**Input for this task**
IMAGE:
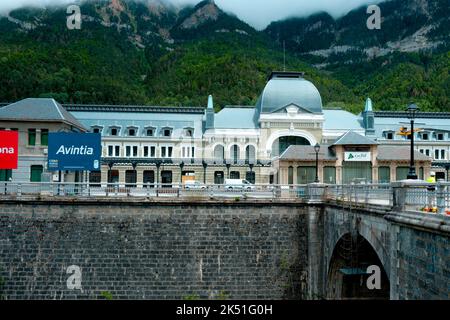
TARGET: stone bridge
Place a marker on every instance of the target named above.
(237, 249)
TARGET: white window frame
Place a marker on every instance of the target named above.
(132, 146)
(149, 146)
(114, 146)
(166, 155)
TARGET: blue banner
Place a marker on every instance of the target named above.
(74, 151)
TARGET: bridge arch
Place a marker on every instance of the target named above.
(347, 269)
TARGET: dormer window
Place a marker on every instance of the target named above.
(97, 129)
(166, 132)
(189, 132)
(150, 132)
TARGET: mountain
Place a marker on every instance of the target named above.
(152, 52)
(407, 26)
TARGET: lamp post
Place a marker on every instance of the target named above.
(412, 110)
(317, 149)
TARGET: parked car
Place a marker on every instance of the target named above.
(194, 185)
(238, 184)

---

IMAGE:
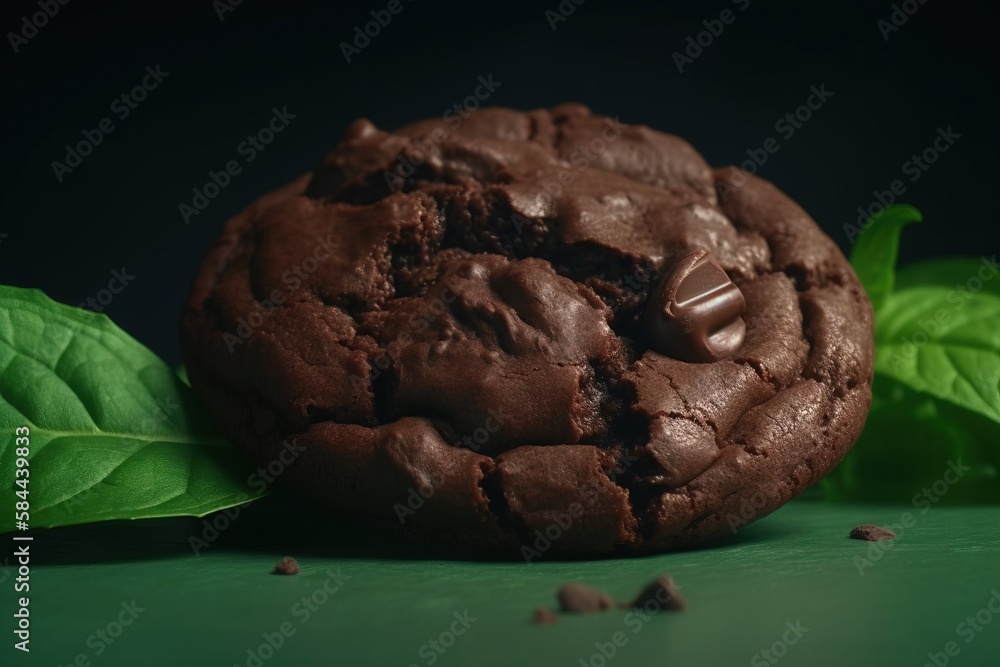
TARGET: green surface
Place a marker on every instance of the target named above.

**Exercise requirements**
Identify every line in the items above that contains the word "bridge", and copy each of those lines in full.

**Task response**
TARGET: stone bridge
TARGET: bridge arch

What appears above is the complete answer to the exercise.